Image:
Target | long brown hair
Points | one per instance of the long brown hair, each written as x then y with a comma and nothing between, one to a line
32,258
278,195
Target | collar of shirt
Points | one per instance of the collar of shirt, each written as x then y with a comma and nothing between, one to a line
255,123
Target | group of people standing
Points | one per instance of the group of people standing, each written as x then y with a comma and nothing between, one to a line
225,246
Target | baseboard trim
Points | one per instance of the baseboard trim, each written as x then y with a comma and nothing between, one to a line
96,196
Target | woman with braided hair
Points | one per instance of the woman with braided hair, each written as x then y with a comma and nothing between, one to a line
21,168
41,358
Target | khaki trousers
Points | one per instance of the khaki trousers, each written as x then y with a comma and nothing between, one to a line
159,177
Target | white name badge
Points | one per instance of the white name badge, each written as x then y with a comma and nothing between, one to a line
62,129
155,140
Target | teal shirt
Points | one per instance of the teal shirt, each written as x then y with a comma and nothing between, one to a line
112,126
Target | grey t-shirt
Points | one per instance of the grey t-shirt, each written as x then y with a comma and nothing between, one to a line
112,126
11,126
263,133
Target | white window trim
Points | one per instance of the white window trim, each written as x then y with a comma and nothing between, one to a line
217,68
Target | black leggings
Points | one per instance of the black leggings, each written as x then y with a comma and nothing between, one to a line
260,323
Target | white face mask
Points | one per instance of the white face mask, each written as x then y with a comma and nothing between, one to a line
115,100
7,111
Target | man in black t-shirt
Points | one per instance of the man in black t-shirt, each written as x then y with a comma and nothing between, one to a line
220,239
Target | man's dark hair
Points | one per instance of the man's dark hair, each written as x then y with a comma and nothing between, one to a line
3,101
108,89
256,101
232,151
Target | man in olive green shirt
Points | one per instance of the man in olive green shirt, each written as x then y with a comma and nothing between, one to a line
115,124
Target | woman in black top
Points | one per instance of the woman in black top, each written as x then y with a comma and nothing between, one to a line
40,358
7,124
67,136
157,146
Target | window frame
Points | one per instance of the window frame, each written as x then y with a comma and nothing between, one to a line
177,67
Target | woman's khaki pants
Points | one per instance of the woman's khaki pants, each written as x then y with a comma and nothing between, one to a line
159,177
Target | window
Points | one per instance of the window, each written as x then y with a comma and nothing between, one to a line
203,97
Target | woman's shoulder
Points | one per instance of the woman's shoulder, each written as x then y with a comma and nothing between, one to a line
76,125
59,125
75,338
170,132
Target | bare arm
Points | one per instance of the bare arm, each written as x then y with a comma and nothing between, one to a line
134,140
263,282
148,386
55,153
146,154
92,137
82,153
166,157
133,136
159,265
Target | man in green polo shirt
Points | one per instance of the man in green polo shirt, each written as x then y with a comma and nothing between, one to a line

WORK ORDER: Extract, from the material above, each line holding the word "polo".

RESULT OF THE EXERCISE:
Target | man in green polo shirt
Points | one per instance of the man in green polo shirt, each written as x then y with a comma and nothing between, one to a line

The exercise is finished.